Neonatal Nav1.5 voltage-gated Na+ channel : regulation, electrophysiology and pharmacology

Abstract

The overall aims of this PhD were (1) to evaluate the mechanisms controlling functional expression of neonatal Nav1.5 (nNav1.5), the predominant voltage-gated sodium channel (VGSC) subtype expressed in metastatic human breast cancer (BCa) cells, and (2) to characterize the electrophysiological and pharmacological properties of nNav1.5 compared with the adult Nav1.5 (aNav1.5) counterpart. Experiments were carried out under normoxic and hypoxic conditions. The Results chapter-1 demonstrates the hypoxic upregulation of functional VGSC (nNav1.5) expression in MDA-MB-231 human BCa cells, proposed to occur via positive feedback involving Na+ influx and activation of protein kinase A. Upregulation of nNav1.5, evident at mRNA, protein and signalling levels, led to significant augmentation of Matrigel invasion. The hypoxia-sensitive persistent Na+ current (INaP) played a significant role in the increased invasiveness. The Results chapter-2 shows that, compared to aNav1.5, nNav1.5 (i) exhibited depolarized activation, (ii) had slower activation/inactivation kinetics, (iii) allowed greater transient charge (Na+) influx, (iv) recovered from inactivation significantly more slowly, (v) exhibited greater use-dependent attenuation, and (vi) expressed larger INaP. Mutagenesis studies revealed the charge-reversing Asp211 (aNav1.5) to Lys211 (nNav1.5) switch to be predominantly responsible for these differences. Surprisingly, however, challenging the two splice variants with mono-, di- and trivalent cations generated only subtle differential effects in channel gating. The Results chapter-3 determines the sensitivities of nNav1.5 and aNav1.5 to various VGSC blockers. The effects of small-molecule drugs lidocaine, phenytoin, mexiletine, procaine, ranolazine and riluzole were similar. NESOpAb, a polyclonal antibody targeting nNav1.5, exhibited ~200-fold lower threshold and ~5-fold lower IC50 for inhibiting nNav1.5 vs. aNav1.5; the Lys/Asp211 residue was crucial to this difference. Spider toxins ProTx-II and HaTx were found to share a binding site in the nNav1.5/aNav1.5 splicing region, exhibiting ~25- and 5-fold selectivity for aNav1.5. Each Results chapter ends with a discussion and highlighting of clinical implications.

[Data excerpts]
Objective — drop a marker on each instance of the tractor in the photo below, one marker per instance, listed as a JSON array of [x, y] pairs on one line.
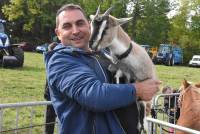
[[11, 55]]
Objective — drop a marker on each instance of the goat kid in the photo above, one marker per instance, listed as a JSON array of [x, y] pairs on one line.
[[127, 57]]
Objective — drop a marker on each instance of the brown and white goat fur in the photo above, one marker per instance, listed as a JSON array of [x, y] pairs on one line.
[[106, 32]]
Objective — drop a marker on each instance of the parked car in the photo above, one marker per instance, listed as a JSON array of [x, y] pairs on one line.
[[169, 55], [152, 51], [195, 61], [42, 48], [27, 46]]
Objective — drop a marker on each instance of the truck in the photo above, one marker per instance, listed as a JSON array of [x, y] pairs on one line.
[[152, 51], [11, 55], [169, 54]]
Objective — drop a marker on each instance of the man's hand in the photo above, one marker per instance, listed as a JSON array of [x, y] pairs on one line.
[[145, 90]]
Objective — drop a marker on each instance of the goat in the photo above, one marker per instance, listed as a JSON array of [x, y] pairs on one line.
[[127, 58]]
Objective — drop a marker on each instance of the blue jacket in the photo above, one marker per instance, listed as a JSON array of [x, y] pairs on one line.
[[81, 95]]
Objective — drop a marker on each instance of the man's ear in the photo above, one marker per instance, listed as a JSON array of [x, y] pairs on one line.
[[91, 17], [57, 33]]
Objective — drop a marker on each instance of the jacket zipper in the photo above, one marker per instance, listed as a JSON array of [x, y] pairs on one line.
[[113, 112], [101, 68]]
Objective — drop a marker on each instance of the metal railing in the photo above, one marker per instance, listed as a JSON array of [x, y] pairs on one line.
[[165, 116], [162, 124], [25, 117]]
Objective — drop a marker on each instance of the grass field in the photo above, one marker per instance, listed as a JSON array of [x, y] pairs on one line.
[[27, 83]]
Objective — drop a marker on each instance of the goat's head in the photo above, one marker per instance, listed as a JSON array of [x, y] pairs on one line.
[[104, 28]]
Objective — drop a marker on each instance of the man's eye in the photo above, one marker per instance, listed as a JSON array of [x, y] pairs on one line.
[[66, 26], [81, 23]]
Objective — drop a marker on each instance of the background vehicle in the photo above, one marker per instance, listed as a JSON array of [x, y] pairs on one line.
[[195, 61], [10, 55], [169, 55], [42, 48], [152, 51]]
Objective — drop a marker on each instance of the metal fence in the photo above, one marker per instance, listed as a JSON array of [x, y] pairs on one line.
[[163, 125], [29, 117], [165, 115], [24, 118]]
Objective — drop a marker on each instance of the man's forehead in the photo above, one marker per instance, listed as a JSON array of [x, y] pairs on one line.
[[72, 15]]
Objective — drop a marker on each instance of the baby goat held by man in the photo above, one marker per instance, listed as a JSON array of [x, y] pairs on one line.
[[127, 59]]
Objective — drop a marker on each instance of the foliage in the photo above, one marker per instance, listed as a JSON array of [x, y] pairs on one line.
[[185, 28], [152, 25]]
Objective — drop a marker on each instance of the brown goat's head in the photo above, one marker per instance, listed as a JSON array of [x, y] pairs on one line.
[[104, 28]]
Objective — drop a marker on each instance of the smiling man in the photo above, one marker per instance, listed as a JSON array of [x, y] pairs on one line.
[[81, 94], [73, 28]]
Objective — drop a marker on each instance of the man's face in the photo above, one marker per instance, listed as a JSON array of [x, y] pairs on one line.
[[73, 29]]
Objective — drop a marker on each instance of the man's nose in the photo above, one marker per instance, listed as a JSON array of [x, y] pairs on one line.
[[75, 29]]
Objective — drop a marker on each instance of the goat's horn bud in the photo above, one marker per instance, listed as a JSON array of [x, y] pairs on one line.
[[108, 11], [98, 10]]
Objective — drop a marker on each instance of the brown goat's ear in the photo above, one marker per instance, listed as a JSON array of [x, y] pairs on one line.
[[123, 20], [108, 11], [186, 83]]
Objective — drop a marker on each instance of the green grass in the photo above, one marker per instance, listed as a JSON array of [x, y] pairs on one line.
[[174, 75], [23, 84], [27, 83]]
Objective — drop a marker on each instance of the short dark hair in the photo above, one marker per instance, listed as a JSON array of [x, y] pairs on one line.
[[165, 89], [65, 7]]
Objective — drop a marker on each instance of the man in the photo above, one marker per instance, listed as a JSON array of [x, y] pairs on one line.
[[82, 97]]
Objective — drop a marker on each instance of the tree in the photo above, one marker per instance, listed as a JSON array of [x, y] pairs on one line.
[[185, 29]]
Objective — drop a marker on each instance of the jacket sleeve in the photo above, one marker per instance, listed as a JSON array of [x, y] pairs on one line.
[[76, 80]]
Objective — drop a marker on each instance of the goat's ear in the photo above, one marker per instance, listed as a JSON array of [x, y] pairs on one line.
[[123, 20], [91, 17], [186, 83]]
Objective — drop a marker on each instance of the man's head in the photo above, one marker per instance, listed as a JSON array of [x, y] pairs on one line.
[[72, 26], [167, 90]]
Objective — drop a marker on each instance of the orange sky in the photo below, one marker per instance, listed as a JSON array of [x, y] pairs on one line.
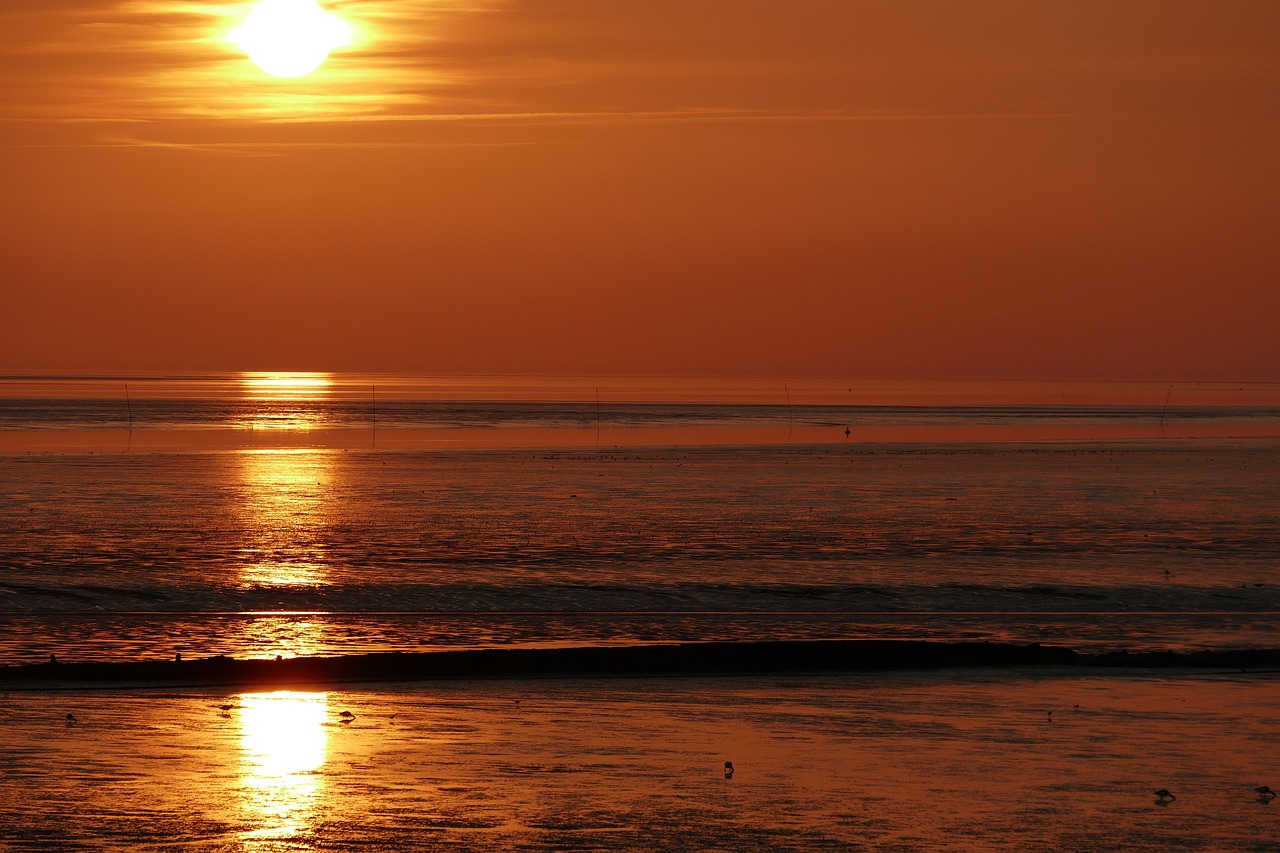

ACTIVITIES →
1. Summarize the abstract on neonatal Nav1.5 in two sentences.
2. Name every small-molecule drug that the abstract on neonatal Nav1.5 reports testing.

RESPONSE LIST →
1. This PhD set out to evaluate the mechanisms controlling functional expression of neonatal Nav1.5, the predominant voltage-gated sodium channel subtype in metastatic human breast cancer cells, and to compare its electrophysiological and pharmacological properties with adult Nav1.5. It found that hypoxia upregulates nNav1.5 in MDA-MB-231 cells and increases Matrigel invasion, that nNav1.5 differs from aNav1.5 in gating mainly because of the Asp211-to-Lys211 switch, and that small-molecule blockers affect both variants similarly, while the NESOpAb antibody and the spider toxins ProTx-II and HaTx show selectivity.

2.
- lidocaine
- phenytoin
- mexiletine
- procaine
- ranolazine
- riluzole